STATED EXERCISE ::
Beginning at the line that contains "[tag] window (a dot for each instance)" and ending at the last line of the entries, write out each line exactly; include nothing outside that span.

*** LISTED RECORDS

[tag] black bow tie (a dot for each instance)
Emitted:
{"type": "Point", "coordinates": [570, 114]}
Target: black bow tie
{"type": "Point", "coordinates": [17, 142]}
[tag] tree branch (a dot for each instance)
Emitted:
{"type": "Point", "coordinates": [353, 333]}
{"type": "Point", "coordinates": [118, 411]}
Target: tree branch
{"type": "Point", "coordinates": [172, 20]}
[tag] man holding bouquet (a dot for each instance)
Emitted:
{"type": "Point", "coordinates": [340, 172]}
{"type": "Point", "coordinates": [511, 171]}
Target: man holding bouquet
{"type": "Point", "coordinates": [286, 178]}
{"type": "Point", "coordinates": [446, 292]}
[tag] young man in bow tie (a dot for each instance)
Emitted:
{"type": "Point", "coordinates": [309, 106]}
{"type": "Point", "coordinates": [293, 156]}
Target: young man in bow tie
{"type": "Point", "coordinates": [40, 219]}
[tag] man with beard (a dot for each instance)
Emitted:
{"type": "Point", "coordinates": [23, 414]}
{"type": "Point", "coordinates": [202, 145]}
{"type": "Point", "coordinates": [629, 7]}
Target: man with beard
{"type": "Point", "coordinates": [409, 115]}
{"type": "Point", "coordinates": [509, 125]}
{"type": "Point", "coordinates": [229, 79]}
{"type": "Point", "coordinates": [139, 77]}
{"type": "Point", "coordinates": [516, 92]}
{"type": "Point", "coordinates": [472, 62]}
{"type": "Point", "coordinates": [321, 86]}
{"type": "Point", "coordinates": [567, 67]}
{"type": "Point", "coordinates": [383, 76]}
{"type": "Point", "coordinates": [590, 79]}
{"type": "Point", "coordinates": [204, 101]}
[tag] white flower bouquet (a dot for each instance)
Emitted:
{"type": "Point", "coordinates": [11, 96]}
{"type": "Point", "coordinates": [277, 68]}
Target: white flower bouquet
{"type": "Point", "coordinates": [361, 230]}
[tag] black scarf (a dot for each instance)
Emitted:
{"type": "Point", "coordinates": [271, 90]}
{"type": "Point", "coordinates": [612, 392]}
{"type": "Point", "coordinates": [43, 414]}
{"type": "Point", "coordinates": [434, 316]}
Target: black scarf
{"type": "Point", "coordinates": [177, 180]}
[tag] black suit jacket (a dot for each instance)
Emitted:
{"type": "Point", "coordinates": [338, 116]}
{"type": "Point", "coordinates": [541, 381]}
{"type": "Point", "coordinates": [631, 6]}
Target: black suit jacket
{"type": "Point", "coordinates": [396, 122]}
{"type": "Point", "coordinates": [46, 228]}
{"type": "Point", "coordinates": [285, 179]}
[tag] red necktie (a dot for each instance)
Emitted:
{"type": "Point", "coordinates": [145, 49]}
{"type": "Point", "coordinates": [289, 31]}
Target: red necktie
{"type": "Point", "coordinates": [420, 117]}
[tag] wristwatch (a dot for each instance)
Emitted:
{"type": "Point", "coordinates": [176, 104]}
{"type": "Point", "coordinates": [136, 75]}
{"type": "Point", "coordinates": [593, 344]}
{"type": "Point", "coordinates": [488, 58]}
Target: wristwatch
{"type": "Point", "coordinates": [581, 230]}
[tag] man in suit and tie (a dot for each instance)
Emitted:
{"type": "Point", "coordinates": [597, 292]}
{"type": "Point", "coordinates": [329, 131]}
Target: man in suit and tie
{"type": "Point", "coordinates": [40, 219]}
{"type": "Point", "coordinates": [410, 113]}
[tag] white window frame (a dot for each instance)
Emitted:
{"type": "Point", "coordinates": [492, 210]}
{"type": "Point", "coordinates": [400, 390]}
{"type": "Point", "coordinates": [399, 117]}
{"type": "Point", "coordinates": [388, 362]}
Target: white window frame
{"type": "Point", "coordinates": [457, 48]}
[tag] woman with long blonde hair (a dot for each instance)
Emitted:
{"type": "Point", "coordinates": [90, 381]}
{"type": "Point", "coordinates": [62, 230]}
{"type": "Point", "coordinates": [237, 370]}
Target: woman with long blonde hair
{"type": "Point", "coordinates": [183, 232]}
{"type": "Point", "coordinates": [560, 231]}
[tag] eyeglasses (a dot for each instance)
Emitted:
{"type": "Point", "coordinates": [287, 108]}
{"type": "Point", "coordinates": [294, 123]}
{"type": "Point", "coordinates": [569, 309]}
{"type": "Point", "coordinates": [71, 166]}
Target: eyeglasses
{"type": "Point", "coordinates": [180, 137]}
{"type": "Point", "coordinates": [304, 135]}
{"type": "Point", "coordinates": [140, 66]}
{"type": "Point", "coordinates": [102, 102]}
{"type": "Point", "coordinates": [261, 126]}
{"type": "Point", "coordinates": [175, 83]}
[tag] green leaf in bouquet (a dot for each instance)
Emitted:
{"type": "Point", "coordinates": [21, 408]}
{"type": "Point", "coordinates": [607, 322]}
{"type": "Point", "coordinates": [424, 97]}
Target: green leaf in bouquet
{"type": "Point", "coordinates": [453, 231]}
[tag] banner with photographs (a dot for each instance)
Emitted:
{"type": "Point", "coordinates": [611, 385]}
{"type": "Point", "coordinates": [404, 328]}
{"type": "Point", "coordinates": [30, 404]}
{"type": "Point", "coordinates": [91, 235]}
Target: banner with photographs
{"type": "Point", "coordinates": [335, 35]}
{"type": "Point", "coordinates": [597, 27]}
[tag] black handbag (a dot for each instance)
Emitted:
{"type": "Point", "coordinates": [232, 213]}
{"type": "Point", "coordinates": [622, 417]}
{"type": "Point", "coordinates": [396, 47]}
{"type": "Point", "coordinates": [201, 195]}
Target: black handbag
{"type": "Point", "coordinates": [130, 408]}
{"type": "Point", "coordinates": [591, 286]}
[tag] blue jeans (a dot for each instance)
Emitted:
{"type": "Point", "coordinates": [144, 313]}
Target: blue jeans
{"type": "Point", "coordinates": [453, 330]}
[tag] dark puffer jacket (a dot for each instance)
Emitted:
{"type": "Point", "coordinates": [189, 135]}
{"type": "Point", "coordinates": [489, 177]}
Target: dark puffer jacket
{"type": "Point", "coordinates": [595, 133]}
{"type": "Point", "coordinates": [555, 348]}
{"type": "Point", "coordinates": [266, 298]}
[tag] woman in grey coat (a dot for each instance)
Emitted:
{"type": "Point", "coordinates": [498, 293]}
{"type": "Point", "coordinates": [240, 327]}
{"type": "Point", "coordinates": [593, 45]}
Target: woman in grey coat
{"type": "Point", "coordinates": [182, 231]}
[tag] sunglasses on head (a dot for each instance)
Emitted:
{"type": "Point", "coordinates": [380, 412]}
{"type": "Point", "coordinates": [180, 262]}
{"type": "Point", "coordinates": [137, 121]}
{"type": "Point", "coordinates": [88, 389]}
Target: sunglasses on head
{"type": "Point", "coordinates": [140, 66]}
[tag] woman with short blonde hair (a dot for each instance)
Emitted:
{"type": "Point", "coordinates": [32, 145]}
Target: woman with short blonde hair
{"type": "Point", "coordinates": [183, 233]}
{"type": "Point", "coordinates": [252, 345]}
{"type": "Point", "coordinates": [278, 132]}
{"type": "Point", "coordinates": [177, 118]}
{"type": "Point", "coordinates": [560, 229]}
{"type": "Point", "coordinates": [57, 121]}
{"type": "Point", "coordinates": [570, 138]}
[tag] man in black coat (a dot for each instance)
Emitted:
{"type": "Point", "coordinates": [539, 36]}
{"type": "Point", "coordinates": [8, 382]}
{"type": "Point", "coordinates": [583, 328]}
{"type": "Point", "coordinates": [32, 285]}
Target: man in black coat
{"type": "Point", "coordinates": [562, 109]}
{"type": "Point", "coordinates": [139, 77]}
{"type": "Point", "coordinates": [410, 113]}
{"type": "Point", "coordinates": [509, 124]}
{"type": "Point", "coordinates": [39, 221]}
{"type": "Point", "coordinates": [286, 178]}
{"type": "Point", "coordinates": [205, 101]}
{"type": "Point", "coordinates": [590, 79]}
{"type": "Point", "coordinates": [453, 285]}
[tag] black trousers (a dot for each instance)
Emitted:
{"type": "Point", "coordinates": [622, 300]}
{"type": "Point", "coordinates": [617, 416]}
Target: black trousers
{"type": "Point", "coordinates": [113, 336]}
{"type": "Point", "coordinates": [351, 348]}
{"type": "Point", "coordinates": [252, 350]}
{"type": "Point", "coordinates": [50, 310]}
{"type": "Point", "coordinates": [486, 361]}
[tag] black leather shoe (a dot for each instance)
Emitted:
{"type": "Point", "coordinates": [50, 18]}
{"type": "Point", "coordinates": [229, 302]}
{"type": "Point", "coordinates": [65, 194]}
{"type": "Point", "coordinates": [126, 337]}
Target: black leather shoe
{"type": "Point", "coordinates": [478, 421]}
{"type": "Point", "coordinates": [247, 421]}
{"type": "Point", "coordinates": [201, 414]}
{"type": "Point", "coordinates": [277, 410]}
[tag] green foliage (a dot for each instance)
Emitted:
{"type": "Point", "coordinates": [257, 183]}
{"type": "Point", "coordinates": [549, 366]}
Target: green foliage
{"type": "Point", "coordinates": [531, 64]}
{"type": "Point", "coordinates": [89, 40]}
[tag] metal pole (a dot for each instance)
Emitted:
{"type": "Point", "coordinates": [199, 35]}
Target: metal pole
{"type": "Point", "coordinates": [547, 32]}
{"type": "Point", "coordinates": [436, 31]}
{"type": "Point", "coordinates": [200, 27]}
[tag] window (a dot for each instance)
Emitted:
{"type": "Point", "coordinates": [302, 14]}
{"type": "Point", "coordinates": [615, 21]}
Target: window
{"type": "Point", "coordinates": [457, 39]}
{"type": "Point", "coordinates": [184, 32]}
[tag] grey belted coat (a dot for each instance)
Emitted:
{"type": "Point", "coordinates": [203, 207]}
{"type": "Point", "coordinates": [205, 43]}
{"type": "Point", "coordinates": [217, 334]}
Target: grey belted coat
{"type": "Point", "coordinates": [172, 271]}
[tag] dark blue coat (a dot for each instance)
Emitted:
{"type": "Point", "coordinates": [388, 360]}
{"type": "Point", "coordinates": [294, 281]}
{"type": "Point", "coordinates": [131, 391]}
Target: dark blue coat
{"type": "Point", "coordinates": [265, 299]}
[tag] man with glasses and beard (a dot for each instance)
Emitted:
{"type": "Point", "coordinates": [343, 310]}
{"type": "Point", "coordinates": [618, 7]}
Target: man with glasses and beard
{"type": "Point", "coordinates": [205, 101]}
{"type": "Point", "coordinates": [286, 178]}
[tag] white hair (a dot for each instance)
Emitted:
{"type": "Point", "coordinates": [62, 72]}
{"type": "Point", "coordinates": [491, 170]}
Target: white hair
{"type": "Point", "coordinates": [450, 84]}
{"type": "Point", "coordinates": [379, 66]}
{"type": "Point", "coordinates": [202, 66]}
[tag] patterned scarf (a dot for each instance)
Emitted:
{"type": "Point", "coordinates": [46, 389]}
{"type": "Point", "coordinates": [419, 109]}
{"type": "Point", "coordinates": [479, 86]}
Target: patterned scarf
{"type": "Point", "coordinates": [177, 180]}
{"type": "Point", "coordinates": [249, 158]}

******

ANSWER TO THIS PROBLEM ::
[tag] window (a dot for each instance)
Emitted:
{"type": "Point", "coordinates": [302, 14]}
{"type": "Point", "coordinates": [615, 21]}
Target: window
{"type": "Point", "coordinates": [457, 39]}
{"type": "Point", "coordinates": [184, 32]}
[tag] grey belted coat (a dot for each instance)
Emitted:
{"type": "Point", "coordinates": [203, 207]}
{"type": "Point", "coordinates": [205, 43]}
{"type": "Point", "coordinates": [217, 334]}
Target: grey belted coat
{"type": "Point", "coordinates": [172, 271]}
[tag] dark blue coat (a dot for each instance)
Emitted:
{"type": "Point", "coordinates": [388, 360]}
{"type": "Point", "coordinates": [294, 281]}
{"type": "Point", "coordinates": [131, 391]}
Target: dark blue coat
{"type": "Point", "coordinates": [265, 299]}
[tag] man with glasses and beard (a dot for each instance)
Emitted:
{"type": "Point", "coordinates": [343, 310]}
{"type": "Point", "coordinates": [618, 7]}
Target: man with glasses and beard
{"type": "Point", "coordinates": [205, 101]}
{"type": "Point", "coordinates": [286, 178]}
[tag] white hair (a dot for each instance)
Emitted:
{"type": "Point", "coordinates": [62, 72]}
{"type": "Point", "coordinates": [491, 170]}
Target: white hair
{"type": "Point", "coordinates": [450, 84]}
{"type": "Point", "coordinates": [379, 66]}
{"type": "Point", "coordinates": [202, 66]}
[tag] patterned scarf (a dot for each instance)
Emitted:
{"type": "Point", "coordinates": [46, 389]}
{"type": "Point", "coordinates": [419, 109]}
{"type": "Point", "coordinates": [479, 86]}
Target: patterned scarf
{"type": "Point", "coordinates": [177, 180]}
{"type": "Point", "coordinates": [249, 158]}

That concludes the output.